## [AIM OF THE EXERCISE]
Please swap "lawn" for "meadow" throughout the data below, change nothing else, and give the lines back without the pictures.

## [DATA TO USE]
· · · · · · ·

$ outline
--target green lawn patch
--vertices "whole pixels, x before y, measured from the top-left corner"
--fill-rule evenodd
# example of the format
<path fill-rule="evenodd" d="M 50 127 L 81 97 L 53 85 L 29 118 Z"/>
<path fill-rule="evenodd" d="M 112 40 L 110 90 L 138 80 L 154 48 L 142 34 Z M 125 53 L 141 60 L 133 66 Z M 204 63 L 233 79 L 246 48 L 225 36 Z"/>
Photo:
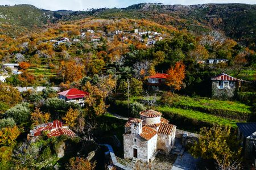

· · · · · · ·

## [WORKED ANSWER]
$ outline
--target green meadow patch
--vertices "whole pixels, x before y, measured from the top-left corner"
--fill-rule evenodd
# example of the format
<path fill-rule="evenodd" d="M 50 127 L 81 97 L 53 85 L 29 118 Z"/>
<path fill-rule="evenodd" d="M 112 40 L 110 90 L 138 80 L 154 48 L 142 34 Z M 125 53 L 141 60 L 133 66 Z M 204 63 L 233 79 L 246 48 L 225 36 Z"/>
Photo:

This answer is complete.